** BEGIN Dataset content **

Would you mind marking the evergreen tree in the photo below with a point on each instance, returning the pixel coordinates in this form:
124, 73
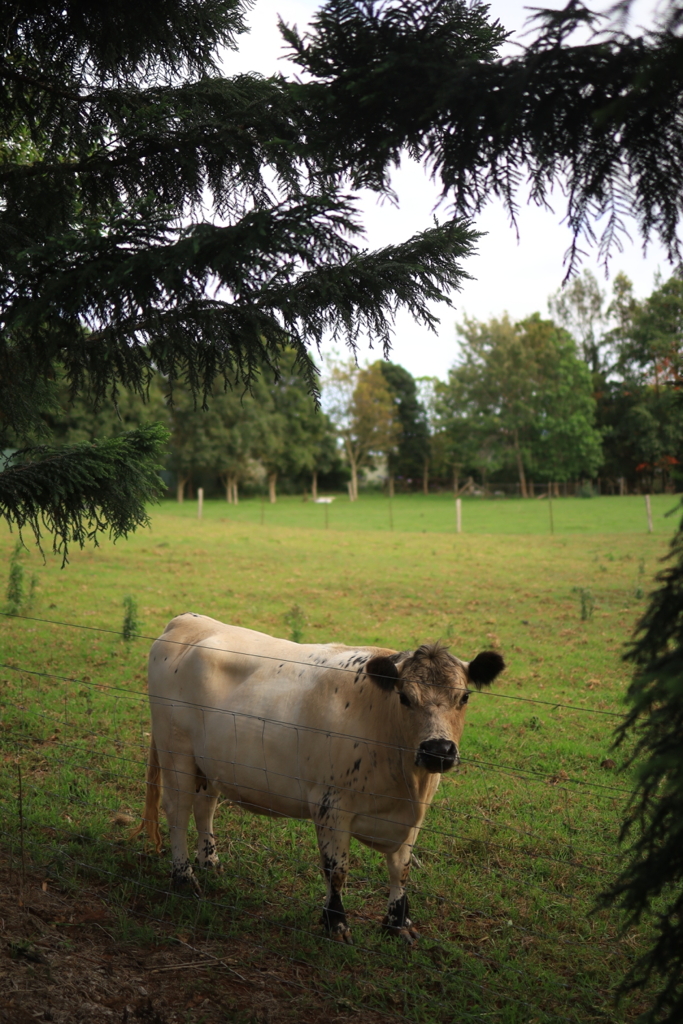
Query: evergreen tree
603, 119
411, 458
157, 216
650, 884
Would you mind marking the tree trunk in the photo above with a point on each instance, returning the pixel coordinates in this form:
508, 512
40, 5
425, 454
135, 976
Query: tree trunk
180, 488
353, 492
231, 488
520, 467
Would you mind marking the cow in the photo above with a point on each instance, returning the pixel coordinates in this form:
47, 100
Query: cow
354, 738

** END Dataset content **

What to do: Reproduce all of the material above, requests included, and shift each answer's point coordinates by adding 102 to every number, leaving the numbers in the requests and their format samples as they are. Omit the pictures from your answer.

Correct output:
Would you mind marking the evergreen tree in the photo below with a point on each instance, returning the pixel coordinates in this form:
124, 73
Query: evergreen tree
705, 221
513, 560
259, 318
752, 986
Would you mind marking the tree trunk in the photo above with a point on each instance, returning the pixel coordinates in this form:
508, 512
40, 5
425, 454
135, 976
Query: tree trunk
282, 590
455, 594
333, 590
622, 569
Would you mind marking the cow in the photo above with a point on each instance, returning the pixel coordinates in this form:
47, 100
Query: cow
456, 840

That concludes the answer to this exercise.